INPUT ROWS:
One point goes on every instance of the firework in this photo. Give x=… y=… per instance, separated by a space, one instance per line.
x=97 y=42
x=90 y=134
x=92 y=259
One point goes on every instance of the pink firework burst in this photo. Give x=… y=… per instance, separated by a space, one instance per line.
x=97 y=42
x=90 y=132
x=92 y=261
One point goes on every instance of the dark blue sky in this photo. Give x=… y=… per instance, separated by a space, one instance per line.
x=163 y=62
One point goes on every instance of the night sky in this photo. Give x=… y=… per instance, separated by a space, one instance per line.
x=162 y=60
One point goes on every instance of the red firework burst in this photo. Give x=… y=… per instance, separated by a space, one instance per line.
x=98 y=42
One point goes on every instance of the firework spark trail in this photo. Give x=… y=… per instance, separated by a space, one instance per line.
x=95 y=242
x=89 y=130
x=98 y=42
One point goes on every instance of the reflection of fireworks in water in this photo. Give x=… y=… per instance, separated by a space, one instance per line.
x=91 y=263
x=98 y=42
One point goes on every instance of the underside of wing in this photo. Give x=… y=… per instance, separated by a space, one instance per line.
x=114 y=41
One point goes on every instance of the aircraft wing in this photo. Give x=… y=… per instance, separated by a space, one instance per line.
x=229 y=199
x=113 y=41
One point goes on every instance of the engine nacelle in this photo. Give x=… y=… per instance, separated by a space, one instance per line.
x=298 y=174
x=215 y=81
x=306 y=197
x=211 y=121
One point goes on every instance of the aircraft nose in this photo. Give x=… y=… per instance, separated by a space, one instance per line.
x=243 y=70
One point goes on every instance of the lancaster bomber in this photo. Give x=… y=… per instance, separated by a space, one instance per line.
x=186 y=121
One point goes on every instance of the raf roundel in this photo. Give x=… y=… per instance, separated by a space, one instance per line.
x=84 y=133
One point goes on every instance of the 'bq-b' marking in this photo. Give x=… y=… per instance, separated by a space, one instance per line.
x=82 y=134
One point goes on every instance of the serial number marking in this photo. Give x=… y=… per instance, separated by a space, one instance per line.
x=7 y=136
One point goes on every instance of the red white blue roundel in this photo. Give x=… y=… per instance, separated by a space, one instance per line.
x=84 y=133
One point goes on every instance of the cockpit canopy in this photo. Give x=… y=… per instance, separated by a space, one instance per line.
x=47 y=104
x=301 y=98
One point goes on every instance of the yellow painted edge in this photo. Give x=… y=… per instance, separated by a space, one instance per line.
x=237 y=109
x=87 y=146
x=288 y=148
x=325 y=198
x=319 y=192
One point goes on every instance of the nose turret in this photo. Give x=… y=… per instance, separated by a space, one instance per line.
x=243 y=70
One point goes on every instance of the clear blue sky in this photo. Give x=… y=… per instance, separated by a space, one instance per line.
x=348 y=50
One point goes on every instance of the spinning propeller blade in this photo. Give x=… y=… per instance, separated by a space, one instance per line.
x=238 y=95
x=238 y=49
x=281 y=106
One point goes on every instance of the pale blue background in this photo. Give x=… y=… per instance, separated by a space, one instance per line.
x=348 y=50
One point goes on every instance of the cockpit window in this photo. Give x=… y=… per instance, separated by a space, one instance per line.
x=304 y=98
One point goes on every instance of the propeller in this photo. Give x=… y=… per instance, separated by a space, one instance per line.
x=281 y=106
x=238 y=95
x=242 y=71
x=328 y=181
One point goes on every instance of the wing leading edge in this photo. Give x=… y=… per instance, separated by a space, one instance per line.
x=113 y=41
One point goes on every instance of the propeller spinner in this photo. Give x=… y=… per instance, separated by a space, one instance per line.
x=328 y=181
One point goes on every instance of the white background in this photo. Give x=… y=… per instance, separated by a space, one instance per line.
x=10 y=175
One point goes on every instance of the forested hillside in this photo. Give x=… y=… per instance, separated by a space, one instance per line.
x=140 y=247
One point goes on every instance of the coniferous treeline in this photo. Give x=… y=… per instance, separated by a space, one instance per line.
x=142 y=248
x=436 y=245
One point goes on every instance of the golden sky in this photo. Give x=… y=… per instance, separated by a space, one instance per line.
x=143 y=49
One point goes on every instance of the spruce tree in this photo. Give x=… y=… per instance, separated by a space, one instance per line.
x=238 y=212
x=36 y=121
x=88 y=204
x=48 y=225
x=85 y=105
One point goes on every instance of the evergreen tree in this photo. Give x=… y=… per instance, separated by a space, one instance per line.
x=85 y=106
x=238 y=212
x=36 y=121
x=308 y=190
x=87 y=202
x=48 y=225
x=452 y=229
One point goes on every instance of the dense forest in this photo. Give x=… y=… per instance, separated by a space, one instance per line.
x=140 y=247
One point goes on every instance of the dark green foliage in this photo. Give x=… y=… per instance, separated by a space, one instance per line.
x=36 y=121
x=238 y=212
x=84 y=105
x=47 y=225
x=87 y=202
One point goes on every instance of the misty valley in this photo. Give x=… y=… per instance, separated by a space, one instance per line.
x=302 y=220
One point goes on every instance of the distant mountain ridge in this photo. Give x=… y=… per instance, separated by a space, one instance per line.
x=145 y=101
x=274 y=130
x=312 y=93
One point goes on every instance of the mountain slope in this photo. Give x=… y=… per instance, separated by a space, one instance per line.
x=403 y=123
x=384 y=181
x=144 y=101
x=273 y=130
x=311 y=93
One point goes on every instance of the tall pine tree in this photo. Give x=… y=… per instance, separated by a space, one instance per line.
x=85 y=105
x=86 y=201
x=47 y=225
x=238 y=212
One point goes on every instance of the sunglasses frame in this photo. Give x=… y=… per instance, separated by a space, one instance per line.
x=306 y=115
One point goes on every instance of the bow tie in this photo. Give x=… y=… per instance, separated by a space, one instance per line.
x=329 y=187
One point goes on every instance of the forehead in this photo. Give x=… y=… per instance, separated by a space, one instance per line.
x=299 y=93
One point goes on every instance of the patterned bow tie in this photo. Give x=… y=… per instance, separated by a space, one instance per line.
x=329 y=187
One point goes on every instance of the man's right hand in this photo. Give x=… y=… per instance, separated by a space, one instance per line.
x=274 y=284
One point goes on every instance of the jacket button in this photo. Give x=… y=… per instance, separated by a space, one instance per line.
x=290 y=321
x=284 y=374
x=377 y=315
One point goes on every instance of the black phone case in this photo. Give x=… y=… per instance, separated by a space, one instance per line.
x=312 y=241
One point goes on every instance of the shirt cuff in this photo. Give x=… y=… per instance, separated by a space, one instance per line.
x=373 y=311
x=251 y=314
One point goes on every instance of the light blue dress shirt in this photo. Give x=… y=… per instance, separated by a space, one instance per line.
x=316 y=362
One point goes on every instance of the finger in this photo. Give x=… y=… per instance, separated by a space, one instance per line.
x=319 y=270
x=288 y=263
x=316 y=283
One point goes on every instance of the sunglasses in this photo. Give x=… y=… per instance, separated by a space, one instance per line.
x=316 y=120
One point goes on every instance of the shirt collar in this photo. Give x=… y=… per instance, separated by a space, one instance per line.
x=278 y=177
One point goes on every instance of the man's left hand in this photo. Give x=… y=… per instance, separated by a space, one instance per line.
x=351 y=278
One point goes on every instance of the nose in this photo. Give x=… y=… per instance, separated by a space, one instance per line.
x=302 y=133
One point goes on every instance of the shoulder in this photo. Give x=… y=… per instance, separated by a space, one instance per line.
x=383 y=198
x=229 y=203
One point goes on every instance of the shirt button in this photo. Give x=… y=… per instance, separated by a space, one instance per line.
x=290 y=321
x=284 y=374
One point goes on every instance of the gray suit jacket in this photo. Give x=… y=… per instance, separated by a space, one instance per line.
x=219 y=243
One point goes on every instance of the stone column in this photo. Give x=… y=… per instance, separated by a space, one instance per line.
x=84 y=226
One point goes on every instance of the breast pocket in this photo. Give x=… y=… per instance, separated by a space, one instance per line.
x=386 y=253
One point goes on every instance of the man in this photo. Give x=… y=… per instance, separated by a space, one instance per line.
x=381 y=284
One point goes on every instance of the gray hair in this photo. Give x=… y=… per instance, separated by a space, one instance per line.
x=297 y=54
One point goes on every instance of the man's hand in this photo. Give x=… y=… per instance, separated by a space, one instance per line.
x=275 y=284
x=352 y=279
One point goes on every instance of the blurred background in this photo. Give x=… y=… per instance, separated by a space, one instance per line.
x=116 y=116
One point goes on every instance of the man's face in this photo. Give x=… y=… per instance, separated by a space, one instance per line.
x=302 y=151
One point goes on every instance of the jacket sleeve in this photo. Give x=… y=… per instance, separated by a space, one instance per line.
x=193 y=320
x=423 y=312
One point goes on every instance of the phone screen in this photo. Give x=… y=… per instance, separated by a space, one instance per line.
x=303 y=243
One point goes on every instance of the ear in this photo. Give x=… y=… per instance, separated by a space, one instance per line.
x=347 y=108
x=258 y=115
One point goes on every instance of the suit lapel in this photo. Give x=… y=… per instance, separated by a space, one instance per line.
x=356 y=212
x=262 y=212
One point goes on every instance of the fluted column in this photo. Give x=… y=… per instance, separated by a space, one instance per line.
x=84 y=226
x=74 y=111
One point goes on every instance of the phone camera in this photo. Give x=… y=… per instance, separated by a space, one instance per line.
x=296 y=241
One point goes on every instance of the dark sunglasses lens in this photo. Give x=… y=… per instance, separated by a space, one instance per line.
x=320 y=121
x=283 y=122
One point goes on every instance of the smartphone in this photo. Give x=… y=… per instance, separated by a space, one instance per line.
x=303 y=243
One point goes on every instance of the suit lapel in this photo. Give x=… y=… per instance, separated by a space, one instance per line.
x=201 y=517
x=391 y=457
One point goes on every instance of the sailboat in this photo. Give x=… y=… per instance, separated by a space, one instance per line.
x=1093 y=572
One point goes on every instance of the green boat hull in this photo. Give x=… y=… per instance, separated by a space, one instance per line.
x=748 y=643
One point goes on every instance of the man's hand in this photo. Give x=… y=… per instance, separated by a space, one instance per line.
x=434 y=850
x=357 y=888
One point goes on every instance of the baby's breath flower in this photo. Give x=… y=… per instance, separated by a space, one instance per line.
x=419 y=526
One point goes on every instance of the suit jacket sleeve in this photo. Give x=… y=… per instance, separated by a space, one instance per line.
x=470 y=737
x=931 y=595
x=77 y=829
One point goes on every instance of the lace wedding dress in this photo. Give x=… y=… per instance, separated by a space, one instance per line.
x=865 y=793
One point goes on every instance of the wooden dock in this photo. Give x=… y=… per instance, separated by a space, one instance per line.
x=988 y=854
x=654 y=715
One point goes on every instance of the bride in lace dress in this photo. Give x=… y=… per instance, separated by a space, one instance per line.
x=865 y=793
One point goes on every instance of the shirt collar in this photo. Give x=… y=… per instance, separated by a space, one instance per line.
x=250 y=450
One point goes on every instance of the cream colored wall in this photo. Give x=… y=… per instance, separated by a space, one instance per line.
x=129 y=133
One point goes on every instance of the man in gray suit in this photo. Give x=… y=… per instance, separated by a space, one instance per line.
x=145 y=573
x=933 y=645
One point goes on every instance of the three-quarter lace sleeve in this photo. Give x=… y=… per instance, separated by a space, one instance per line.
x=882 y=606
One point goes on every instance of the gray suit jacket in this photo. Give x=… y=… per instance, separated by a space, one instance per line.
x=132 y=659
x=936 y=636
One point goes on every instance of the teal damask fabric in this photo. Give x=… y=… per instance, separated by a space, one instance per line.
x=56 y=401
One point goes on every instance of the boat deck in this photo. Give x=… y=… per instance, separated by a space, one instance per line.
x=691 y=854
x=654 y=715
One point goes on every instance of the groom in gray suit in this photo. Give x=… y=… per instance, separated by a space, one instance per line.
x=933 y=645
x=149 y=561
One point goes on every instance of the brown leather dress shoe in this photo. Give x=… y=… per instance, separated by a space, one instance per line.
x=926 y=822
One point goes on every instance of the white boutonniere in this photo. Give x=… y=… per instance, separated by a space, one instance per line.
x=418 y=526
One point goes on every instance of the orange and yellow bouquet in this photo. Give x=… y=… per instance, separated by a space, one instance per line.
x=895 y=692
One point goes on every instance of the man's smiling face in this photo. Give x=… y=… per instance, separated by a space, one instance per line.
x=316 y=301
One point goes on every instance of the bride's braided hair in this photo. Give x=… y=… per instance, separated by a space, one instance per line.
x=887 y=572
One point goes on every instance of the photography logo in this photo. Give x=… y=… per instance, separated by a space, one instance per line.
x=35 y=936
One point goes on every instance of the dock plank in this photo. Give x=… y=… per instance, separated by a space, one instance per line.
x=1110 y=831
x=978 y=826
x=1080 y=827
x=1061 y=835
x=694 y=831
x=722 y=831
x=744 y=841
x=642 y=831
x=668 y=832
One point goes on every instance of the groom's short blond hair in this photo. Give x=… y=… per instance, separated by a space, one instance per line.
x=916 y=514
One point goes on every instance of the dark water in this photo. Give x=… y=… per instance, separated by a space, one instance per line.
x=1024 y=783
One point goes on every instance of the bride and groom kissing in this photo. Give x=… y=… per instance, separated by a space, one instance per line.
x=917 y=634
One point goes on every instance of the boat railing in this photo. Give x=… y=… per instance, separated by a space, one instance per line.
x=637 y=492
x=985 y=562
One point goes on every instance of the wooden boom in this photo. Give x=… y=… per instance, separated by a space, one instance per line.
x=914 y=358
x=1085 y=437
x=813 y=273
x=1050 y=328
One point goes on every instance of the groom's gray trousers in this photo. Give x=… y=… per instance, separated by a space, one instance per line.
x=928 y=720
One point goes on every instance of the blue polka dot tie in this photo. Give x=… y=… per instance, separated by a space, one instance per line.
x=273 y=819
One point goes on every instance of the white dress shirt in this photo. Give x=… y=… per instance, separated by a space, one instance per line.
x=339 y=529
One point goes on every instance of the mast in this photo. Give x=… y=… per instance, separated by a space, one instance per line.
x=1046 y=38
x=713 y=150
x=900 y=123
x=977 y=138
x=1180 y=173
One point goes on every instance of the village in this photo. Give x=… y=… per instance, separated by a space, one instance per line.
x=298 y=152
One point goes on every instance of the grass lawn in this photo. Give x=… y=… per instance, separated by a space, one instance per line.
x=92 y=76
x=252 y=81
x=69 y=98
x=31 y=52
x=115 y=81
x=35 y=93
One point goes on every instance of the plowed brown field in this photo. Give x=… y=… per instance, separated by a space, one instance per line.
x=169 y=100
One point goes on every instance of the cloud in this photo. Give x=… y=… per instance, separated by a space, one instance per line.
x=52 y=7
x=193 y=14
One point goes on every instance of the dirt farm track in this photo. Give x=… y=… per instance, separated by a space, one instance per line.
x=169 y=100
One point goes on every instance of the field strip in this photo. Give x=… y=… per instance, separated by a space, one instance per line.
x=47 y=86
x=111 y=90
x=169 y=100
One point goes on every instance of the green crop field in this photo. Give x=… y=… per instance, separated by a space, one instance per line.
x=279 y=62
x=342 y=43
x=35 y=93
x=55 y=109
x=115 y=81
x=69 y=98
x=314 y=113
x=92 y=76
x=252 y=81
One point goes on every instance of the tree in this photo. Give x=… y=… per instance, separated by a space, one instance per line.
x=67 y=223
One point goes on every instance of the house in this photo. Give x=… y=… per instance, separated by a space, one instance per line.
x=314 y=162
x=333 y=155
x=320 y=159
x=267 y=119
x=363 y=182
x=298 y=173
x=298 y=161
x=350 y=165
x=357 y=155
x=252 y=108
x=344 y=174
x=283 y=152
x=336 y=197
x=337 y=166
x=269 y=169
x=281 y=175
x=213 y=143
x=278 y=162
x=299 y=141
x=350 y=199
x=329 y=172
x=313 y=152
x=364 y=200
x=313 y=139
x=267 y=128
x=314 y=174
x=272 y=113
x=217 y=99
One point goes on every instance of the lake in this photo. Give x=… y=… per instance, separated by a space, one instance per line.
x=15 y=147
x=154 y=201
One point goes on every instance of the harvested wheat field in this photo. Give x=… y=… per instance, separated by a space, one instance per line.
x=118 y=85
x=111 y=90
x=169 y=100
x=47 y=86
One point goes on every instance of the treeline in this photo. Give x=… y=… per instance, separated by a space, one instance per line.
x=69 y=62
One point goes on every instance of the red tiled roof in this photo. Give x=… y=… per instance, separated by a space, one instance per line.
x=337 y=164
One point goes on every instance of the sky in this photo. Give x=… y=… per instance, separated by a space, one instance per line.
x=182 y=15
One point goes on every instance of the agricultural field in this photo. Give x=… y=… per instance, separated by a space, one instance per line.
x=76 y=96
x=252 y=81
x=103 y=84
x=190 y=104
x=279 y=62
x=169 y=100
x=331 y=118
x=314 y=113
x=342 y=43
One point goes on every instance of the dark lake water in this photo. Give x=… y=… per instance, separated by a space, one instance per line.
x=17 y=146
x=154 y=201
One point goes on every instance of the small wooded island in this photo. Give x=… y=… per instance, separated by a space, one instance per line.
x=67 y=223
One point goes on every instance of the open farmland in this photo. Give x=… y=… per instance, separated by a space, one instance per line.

WRITTEN INSTRUCTION:
Starting at the line that contains "One point goes on every instance of the green boat" and stopping after the line that contains "x=882 y=606", output those rows as a numbered list, leaving out any blank lines.

RESULT OF THIS EXERCISE:
1. One point goes on every instance of the green boat hull in this photo. Give x=… y=… per instance, separated by a space, one instance per line.
2. x=748 y=643
3. One point goes on every instance of the man's hand in this photo. Give x=… y=… per instance, separated by a space, one instance per line.
4. x=434 y=850
5. x=357 y=888
6. One point goes on every instance of the baby's breath flower in this photo. Give x=… y=… per instance, separated by a space, one instance per line.
7. x=419 y=526
8. One point goes on every instance of the suit jacket sleeve in this photo. Give x=… y=… per instance, separated by a space, one instance per line.
9. x=470 y=737
10. x=931 y=595
11. x=77 y=829
12. One point goes on every instance of the lace wedding dress in this photo. Give x=… y=… per instance, separated by a space, one instance per line.
13. x=865 y=793
14. One point goes on every instance of the wooden dock in this photo. Give x=… y=… per instance, separated by a space, one instance per line.
15. x=988 y=854
16. x=654 y=715
17. One point goes on every instance of the bride in lace dress in this photo. Give x=… y=… per instance, separated by a space, one instance per line.
18. x=865 y=793
19. One point goes on every instance of the shirt collar in this photo. Give x=… y=… per instance, separated by a space, one instance per line.
20. x=250 y=450
21. One point goes on every instance of the cream colored wall in this photo. Give x=… y=… per instance, separated by a space, one instance per line.
22. x=129 y=133
23. One point goes on every instance of the man in gray suit in this photo. Give x=… y=… per instance, separated by a space, one instance per line.
24. x=145 y=573
25. x=933 y=645
26. One point goes on every instance of the three-quarter lace sleeve in this photo. Give x=… y=… per instance, separated by a space, one instance per line.
27. x=882 y=606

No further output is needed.